Provided material
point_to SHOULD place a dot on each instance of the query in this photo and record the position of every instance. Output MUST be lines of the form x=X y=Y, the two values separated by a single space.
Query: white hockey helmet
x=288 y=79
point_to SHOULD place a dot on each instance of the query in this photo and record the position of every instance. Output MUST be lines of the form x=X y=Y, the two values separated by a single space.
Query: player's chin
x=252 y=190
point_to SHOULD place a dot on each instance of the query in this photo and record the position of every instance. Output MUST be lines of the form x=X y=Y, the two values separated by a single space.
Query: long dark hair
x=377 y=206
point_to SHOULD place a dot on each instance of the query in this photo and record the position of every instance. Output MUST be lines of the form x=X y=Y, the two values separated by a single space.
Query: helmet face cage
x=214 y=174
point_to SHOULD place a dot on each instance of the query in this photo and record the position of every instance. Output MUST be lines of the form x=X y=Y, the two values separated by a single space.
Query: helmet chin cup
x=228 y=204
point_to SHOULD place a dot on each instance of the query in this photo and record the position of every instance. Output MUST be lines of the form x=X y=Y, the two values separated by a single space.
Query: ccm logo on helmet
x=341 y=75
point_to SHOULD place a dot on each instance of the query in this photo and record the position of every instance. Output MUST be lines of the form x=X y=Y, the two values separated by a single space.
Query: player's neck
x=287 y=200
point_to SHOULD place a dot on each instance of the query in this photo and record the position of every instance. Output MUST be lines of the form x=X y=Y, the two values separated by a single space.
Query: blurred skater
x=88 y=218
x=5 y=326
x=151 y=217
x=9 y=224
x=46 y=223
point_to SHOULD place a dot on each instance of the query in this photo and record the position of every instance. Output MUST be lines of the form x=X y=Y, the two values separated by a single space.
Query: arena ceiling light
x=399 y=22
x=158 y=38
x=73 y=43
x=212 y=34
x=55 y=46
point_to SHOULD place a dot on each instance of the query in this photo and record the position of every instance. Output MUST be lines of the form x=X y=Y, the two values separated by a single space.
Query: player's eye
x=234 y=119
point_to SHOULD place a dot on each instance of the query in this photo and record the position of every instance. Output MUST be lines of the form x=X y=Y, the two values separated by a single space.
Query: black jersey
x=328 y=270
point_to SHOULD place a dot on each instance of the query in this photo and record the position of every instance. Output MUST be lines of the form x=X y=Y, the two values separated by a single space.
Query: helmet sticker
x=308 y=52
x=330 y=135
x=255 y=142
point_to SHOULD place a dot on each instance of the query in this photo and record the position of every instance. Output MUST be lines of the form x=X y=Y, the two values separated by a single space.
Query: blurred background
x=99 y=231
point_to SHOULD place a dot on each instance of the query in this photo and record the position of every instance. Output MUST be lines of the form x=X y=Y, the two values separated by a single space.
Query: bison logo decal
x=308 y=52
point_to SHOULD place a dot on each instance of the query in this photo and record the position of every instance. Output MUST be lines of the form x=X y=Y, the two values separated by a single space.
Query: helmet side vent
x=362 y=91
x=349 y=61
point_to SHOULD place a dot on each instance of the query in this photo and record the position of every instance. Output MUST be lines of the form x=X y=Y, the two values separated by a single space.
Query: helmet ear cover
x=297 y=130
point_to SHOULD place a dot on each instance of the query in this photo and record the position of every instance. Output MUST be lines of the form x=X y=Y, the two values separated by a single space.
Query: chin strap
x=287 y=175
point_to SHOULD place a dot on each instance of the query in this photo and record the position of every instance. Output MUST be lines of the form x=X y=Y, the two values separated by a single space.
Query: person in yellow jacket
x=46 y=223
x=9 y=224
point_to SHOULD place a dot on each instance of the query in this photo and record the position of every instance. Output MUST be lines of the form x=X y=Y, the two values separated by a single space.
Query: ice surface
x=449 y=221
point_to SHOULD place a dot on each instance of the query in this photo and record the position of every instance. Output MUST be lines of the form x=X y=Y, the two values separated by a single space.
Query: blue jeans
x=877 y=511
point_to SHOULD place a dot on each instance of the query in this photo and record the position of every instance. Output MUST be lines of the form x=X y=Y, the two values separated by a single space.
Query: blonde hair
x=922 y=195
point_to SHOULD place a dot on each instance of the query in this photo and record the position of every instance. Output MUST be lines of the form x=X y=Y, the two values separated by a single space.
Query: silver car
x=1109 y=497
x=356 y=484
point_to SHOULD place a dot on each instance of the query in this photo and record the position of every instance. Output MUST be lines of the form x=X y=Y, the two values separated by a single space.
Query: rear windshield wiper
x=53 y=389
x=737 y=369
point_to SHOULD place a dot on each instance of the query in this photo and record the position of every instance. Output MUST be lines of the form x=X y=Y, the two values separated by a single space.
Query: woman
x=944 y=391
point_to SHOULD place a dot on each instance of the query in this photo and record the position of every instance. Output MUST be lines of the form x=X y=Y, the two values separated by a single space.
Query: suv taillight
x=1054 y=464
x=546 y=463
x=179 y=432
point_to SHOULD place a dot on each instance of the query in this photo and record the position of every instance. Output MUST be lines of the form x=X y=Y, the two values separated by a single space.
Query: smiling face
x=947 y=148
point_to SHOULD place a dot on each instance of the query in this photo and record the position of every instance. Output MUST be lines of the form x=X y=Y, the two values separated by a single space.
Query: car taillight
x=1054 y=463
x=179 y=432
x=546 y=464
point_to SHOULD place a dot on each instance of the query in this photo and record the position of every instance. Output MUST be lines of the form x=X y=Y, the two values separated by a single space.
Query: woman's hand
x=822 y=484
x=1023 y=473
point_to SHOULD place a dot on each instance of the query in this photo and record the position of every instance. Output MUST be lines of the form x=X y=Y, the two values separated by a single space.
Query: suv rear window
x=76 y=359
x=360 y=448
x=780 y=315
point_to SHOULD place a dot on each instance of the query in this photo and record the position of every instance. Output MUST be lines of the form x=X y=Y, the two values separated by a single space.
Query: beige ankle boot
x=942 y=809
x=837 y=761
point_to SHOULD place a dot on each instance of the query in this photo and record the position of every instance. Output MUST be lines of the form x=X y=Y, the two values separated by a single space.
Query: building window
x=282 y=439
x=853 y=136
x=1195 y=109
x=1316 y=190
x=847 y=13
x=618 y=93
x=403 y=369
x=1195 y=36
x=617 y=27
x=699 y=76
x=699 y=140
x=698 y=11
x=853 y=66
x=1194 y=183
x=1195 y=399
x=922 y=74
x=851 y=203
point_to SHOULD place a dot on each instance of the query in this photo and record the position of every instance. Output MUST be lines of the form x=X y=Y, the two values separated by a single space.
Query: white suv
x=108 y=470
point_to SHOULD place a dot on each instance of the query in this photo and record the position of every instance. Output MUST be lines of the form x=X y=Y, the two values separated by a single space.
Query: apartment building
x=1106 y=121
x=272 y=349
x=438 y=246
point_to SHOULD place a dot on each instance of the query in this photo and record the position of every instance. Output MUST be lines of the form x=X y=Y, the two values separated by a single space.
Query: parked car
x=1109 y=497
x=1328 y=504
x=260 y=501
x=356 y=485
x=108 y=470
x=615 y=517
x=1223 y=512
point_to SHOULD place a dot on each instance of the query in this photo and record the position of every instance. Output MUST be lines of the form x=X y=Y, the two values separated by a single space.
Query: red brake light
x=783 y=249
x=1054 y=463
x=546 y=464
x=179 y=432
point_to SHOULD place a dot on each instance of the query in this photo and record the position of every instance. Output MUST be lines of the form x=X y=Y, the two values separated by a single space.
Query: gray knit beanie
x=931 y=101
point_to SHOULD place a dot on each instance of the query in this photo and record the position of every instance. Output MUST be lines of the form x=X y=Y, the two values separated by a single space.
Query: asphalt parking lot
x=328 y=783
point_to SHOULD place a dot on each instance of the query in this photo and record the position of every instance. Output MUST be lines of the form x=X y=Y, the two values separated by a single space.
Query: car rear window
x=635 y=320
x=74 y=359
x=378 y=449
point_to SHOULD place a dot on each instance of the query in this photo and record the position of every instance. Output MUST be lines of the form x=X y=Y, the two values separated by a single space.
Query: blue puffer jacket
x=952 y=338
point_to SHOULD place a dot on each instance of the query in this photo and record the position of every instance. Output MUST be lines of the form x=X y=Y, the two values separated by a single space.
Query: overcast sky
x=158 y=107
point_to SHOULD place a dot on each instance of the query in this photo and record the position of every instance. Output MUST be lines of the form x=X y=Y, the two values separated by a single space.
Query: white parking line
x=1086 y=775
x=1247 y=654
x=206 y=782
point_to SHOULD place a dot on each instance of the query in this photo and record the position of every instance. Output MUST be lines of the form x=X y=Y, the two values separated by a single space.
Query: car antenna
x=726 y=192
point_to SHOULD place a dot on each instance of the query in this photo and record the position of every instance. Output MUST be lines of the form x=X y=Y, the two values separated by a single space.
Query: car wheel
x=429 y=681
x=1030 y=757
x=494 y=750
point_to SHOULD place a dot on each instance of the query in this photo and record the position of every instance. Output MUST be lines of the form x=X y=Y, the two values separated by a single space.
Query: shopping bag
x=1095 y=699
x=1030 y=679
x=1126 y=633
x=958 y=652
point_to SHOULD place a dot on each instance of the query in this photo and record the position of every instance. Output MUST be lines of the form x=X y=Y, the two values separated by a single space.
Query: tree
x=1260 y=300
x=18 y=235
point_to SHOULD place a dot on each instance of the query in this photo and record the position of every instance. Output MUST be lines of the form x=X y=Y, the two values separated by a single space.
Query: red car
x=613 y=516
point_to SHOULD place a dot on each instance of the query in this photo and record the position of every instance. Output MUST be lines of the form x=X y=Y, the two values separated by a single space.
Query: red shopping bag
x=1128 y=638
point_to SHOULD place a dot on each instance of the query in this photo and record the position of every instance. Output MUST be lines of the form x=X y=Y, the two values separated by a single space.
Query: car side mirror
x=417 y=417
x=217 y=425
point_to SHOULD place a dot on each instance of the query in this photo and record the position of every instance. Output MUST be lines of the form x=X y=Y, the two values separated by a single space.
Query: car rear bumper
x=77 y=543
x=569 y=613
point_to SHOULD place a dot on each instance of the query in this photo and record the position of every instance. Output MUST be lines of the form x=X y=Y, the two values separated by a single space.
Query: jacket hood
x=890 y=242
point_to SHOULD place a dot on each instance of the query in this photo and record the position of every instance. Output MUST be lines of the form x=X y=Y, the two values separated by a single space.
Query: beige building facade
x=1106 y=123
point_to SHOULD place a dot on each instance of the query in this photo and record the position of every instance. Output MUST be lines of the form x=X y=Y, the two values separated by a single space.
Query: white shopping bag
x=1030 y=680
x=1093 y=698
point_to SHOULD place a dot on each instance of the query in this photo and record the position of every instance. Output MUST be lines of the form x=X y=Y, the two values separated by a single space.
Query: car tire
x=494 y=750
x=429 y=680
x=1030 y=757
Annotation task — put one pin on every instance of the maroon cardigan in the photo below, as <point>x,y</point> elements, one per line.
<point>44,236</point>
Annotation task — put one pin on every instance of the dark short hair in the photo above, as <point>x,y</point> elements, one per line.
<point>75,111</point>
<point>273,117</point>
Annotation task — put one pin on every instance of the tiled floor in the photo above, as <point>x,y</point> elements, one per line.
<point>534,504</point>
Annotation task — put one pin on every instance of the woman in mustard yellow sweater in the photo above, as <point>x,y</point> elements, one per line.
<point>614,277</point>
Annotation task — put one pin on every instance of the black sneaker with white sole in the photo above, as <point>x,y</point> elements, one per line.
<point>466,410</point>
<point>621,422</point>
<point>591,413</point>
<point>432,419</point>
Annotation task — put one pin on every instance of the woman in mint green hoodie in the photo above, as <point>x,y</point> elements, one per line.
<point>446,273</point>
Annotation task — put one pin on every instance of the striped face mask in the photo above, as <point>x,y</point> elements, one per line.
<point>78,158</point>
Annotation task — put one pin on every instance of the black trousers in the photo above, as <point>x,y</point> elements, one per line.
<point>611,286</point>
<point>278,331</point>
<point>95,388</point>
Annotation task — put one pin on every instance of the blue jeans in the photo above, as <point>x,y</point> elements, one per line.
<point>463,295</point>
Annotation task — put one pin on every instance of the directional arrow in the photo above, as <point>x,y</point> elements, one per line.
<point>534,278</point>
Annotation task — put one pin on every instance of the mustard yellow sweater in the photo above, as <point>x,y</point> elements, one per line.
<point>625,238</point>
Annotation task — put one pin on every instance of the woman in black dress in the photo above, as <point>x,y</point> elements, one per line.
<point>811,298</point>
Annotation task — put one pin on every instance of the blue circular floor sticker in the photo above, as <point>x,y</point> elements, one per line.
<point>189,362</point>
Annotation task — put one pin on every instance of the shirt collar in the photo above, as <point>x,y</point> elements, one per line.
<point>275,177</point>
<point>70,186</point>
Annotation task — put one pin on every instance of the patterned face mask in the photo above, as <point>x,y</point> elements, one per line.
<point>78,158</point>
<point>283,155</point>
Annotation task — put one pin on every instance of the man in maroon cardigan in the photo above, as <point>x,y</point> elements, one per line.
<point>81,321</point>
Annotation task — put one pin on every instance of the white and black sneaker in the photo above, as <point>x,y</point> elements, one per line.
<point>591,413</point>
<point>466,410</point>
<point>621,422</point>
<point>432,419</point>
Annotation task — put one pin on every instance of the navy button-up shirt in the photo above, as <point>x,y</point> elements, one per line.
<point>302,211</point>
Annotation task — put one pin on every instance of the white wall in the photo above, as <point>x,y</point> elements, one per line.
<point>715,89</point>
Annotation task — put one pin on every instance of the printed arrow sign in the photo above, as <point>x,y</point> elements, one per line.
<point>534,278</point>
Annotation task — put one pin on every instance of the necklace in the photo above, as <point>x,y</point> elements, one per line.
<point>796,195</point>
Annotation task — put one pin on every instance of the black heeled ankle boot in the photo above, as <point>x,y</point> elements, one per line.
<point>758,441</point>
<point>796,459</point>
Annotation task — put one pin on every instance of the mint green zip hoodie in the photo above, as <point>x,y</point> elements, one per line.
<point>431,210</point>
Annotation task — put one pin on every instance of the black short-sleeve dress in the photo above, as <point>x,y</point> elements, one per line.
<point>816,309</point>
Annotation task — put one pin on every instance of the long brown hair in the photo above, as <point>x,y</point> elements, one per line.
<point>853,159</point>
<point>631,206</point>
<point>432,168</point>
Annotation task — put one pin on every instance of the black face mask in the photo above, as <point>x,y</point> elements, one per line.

Task goal
Starting with the line that contains "the white wall" and going on through the end of the data, output those lines as a Markdown table with the columns Row and Line. Number the rows and leave out any blank lines.

Worked solution
| Row | Line |
|---|---|
| 1 | Annotation task — put one pin on every instance of the white wall in the photo above, as <point>x,y</point> elements, one per line. |
| 2 | <point>715,89</point> |
| 3 | Annotation task — put one pin on every instance of the printed arrow sign in the photo above, as <point>x,y</point> elements, one per line. |
| 4 | <point>534,278</point> |
| 5 | Annotation task — put one pin on every instance of the necklace in the photo above, as <point>x,y</point> elements, one per line. |
| 6 | <point>796,195</point> |
| 7 | Annotation task — put one pin on every instance of the black heeled ankle boot in the photo above, as <point>x,y</point> elements, one per line. |
| 8 | <point>758,441</point> |
| 9 | <point>796,459</point> |
| 10 | Annotation task — put one pin on every instance of the mint green zip hoodie in the photo above, as <point>x,y</point> elements, one per line. |
| 11 | <point>431,210</point> |
| 12 | Annotation task — put one pin on every instance of the black short-sleeve dress in the photo above, as <point>x,y</point> elements, one per line. |
| 13 | <point>816,309</point> |
| 14 | Annotation task — put one pin on every instance of the long brown hair in the photo above, as <point>x,y</point> elements, one per line. |
| 15 | <point>853,159</point> |
| 16 | <point>631,206</point> |
| 17 | <point>432,168</point> |
| 18 | Annotation task — put one pin on every instance of the black face mask in the photo above, as <point>x,y</point> elements, one per line. |